= ACTIONS TO TAKE =
(a) In the forum thread about tearing down a house, what was the lowest removal quote that bigcaddy got?
(b) Carry on the forum thread about tearing down the house from the point where it ends.

— begin SOURCE PASSAGE —

You might think about separating anything potentially salvageable. Along with lumber, there is money in vintage light fixtures, sinks, solid wood doors, etc. Even if you don't want to take the effort to sell them, you could donate them to keep them out of the landfill.


----------



## drtbk4ever (Dec 29, 2008)

Further to Blondesense's comment, you could post "FREE" ads on kijiji or craigslist and a lot of that stuff will be picked up.


----------



## rick32 (Aug 9, 2006)

Hey! those beans still look good!:laughing:
Theres a market for hand hewn beams if you know where to look.

Rick


----------



## mikegp (Jul 17, 2011)

Dig hole. Push house in. Done. :whistling2:


----------



## bigcaddy (Jun 12, 2009)

Well, I've been busy.. I have just about all the aluminum stripped from the house. I got three quotes on removal of the house. I'm supplying the dumpsters

1st place that we called: $8,400.oo
2nd place we called: $4,800.oo
3rd place we called: $1,800.00 Winner winner chicken dinner

all these guys came out and looked at the place first.

The thrid guy was fast and called me the same day with a quote. He has insurance and is willing to do everything. If things work out well, I may use him to excavate our home.

His plan is to bring in the "Thumb" and break apart the house and pack it into the dumpsters, set the large logs aside, Clear out the basement, Put all the concrete slabs into the basement cavity and cave in the block. He said he can bring in fill if I need it to put on top of that.

— end SOURCE PASSAGE —
— begin SUPPLIED MATERIAL —

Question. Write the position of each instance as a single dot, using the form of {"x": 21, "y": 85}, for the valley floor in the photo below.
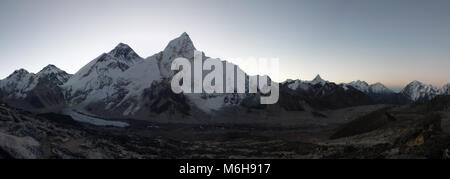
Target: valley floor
{"x": 361, "y": 132}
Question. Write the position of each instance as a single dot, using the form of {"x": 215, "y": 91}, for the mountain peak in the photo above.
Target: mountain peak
{"x": 417, "y": 90}
{"x": 182, "y": 44}
{"x": 124, "y": 51}
{"x": 19, "y": 73}
{"x": 318, "y": 80}
{"x": 50, "y": 68}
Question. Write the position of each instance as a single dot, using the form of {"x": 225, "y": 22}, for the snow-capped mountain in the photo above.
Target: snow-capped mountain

— end SUPPLIED MATERIAL —

= EXERCISE RESULTS =
(a) $1,800.00

(b)
He said he could get it done next week but I will be on vacation. I told him I want to watch and get pics for my forums.

here are pics so far.


----------



## bigcaddy (Jun 12, 2009)

One dumpster showed up on Friday. We decided to just roll the bagsters into the dumpster. They were free so wtf. I also spent the day over there yesterday removing the rest of the siding. I got it all loaded up to take to the recycler tomorrow.
The giant track loader is showing up today along with another dumpster. It should make quick work of that old house. I really want to get some videos.
Chimney fall video: http://www.youtube.com/watch?v=up1cT6AHKi8&feature=youtu.be


----------



## Subliminal (May 31, 2012)

Troegs hop back ftw!


----------



## bigcaddy (Jun 12, 2009)

Track Hoe is showing up today. 

Dumpster #2 showed up yesterday.

House meets ground level today.


I am gonna try to leave work early to get pics.


----------



## gregzoll (Dec 25, 2006)

Now that I think about it, why not keep the rough hewn logs, for a playhouse for the kids, or use them in the new house some way or another. If they are in good condition, you might be able to get them cut into planks for flooring.


----------



## bigcaddy (Jun 12, 2009)

I fiddled around with the one log and it was pretty dried out and crumbly. I'll check them out a bit more once they are down.


----------



## gregzoll (Dec 25, 2006)

They might all be the same, if one turned to saw dust.


----------



## operagost (Jan 8, 2010)

It's clear the part of the structure that has the chimney is mostly from 1840 (although the chimney itself isn't). A fire may have gutted it, but clearly they rebuilt off of mostly intact walls and added a poorly constructed addition.


----------



## bigcaddy (Jun 12, 2009)

One of the chimneys was for a oil furnace that was in the basement. the other chimney right next to it was for a pot belly stove or some sort that was on the first floor of the structure. there was absolutely no venting with in the entire house for the oil burner. I think they just let the hot air come up the stairs. 

I took all the aluminum siding to the recycle place today. It was 740 pounds. $344.00

She first rang it up as 74 pounds. I looked at her funny. She got all pissy when I told her that there should be zero at the end of that.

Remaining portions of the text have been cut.